◆ Goal:
Transcribe every line of the material below, changing no character.

◆ Entries provided:
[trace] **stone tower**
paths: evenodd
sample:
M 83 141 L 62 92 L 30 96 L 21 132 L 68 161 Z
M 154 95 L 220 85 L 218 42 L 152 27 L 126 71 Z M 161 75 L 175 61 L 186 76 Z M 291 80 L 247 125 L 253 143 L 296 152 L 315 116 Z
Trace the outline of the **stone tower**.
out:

◆ Response to this task:
[trace] **stone tower**
paths: evenodd
sample:
M 83 141 L 62 92 L 30 96 L 21 132 L 68 161 Z
M 154 95 L 220 85 L 218 42 L 152 27 L 126 71 Z M 161 75 L 175 61 L 186 76 Z M 291 80 L 247 125 L 253 143 L 296 152 L 315 116 Z
Trace the outline of the **stone tower**.
out:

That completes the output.